Instructions for the task: Please transcribe the Chris Andersen profile in full, word for word and line for line.

Personal information
- Born: July 7, 1978 (age 48) Long Beach, California, U.S.
- Listed height: 6 ft 10 in (2.08 m)
- Listed weight: 245 lb (111 kg)

Career information
- High school: Iola (Iola, Texas)
- College: Blinn (1997–1999)
- NBA draft: 2000: undrafted
- Playing career: 1999–2017
- Position: Center / power forward
- Number: 15, 11, 1, 12, 7, 00

Career history
- 1999–2000: Jiangsu Dragons
- 2000: New Mexico Slam
- 2000–2001: Fargo-Moorhead Beez
- 2001: Sugarland Sharks
- 2001: Fayetteville Patriots
- 2001–2004: Denver Nuggets
- 2004–2006, 2008: New Orleans Hornets
- 2008–2012: Denver Nuggets
- 2013–2016: Miami Heat
- 2016: Memphis Grizzlies
- 2016–2017: Cleveland Cavaliers

Career highlights
- NBA champion (2013);

Career statistics
- Points: 3,755 (5.4 ppg)
- Rebounds: 3,493 (5.0 rpg)
- Blocks: 991 (1.4 bpg)
- Stats at NBA.com
- Stats at Basketball Reference

= Chris Andersen =

American basketball player (born 1978)

[Records excerpted from a collection]
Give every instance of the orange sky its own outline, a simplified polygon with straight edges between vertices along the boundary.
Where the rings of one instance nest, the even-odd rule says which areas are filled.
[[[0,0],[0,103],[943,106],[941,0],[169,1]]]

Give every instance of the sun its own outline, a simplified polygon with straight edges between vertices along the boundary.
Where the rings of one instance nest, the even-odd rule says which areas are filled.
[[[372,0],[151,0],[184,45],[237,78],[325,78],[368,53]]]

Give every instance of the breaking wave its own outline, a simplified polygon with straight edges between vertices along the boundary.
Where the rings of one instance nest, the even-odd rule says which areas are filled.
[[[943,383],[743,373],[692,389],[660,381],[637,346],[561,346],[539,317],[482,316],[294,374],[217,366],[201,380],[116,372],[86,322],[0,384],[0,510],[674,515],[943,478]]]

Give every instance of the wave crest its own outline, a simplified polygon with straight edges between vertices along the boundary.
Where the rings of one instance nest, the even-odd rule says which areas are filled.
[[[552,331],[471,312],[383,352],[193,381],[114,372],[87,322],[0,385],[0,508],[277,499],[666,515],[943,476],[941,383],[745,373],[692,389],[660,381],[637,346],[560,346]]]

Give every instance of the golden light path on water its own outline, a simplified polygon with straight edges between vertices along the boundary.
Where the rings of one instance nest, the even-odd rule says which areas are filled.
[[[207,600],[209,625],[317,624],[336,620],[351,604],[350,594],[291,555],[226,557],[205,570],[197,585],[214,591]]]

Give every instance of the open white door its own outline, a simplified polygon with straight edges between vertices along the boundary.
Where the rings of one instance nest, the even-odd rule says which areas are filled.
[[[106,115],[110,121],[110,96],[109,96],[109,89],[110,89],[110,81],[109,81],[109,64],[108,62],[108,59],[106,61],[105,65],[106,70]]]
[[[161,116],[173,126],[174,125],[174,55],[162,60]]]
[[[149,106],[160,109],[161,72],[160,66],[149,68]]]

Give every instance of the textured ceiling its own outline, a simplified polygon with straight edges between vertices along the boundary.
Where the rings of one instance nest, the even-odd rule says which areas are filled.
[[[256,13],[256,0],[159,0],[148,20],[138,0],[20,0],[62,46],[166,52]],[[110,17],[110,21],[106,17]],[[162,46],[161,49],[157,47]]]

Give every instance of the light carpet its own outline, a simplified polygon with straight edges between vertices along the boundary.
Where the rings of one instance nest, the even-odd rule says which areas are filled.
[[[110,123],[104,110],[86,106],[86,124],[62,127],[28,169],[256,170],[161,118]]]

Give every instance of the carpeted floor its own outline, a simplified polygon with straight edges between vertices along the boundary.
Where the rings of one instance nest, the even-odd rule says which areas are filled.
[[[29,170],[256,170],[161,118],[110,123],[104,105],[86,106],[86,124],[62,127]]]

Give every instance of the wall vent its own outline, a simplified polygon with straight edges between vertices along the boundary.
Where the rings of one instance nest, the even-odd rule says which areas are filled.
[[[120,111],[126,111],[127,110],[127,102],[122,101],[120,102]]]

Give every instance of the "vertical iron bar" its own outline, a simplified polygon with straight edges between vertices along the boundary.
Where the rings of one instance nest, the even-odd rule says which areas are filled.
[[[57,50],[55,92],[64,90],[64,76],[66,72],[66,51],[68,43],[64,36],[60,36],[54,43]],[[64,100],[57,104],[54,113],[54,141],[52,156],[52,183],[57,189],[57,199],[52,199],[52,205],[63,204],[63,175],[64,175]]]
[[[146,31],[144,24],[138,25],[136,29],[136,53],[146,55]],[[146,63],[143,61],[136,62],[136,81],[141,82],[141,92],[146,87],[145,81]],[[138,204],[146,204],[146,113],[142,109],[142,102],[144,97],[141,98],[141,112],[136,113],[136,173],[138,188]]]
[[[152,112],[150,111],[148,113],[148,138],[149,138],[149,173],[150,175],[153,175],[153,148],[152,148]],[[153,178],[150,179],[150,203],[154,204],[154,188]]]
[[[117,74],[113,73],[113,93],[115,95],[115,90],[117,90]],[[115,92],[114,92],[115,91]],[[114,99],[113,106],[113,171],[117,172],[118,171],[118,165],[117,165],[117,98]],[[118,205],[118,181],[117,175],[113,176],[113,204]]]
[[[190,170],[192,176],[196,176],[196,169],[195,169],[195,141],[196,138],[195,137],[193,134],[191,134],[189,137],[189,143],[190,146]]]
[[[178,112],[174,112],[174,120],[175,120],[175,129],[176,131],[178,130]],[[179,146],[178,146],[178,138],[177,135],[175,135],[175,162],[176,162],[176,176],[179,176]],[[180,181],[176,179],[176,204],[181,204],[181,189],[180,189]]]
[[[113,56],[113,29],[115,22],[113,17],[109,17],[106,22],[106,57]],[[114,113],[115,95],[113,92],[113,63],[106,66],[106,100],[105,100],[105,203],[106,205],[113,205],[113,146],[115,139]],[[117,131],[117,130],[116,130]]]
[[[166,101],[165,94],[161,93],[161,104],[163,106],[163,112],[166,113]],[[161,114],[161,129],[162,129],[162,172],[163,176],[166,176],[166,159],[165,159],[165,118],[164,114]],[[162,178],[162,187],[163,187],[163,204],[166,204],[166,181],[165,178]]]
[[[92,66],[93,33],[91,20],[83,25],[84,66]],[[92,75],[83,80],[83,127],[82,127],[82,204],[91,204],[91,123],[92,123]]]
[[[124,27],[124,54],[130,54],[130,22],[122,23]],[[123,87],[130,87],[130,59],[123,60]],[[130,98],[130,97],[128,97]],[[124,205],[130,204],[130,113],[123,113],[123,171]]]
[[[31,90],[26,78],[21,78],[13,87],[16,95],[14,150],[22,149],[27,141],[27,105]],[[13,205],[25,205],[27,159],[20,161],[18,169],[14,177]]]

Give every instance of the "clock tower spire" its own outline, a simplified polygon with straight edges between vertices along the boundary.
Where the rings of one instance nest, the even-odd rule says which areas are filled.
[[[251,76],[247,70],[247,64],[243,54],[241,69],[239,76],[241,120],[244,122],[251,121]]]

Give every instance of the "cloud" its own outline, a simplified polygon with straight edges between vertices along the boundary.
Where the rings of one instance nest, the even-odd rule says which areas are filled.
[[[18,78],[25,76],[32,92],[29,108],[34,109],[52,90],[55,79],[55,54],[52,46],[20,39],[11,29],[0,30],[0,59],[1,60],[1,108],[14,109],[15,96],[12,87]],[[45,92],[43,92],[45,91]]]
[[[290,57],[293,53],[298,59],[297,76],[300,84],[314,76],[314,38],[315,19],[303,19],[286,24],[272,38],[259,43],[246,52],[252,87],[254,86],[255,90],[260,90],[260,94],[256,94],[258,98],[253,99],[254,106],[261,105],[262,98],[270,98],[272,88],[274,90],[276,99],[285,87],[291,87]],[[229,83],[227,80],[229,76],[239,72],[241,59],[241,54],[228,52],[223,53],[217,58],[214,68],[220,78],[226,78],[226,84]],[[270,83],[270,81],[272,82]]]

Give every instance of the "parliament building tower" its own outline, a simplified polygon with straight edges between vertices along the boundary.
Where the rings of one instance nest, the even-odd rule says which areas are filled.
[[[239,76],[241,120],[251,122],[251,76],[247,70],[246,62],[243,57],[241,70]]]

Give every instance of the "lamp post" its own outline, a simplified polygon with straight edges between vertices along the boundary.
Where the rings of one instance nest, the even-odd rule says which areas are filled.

Written answer:
Personal information
- Born: July 7, 1978 (age 48) Long Beach, California, U.S.
- Listed height: 6 ft 10 in (2.08 m)
- Listed weight: 245 lb (111 kg)

Career information
- High school: Iola (Iola, Texas)
- College: Blinn (1997–1999)
- NBA draft: 2000: undrafted
- Playing career: 1999–2017
- Position: Center / power forward
- Number: 15, 11, 1, 12, 7, 00

Career history
- 1999–2000: Jiangsu Dragons
- 2000: New Mexico Slam
- 2000–2001: Fargo-Moorhead Beez
- 2001: Sugarland Sharks
- 2001: Fayetteville Patriots
- 2001–2004: Denver Nuggets
- 2004–2006, 2008: New Orleans Hornets
- 2008–2012: Denver Nuggets
- 2013–2016: Miami Heat
- 2016: Memphis Grizzlies
- 2016–2017: Cleveland Cavaliers

Career highlights
- NBA champion (2013);

Career statistics
- Points: 3,755 (5.4 ppg)
- Rebounds: 3,493 (5.0 rpg)
- Blocks: 991 (1.4 bpg)
- Stats at NBA.com
- Stats at Basketball Reference

= Chris Andersen =

American basketball player (born 1978)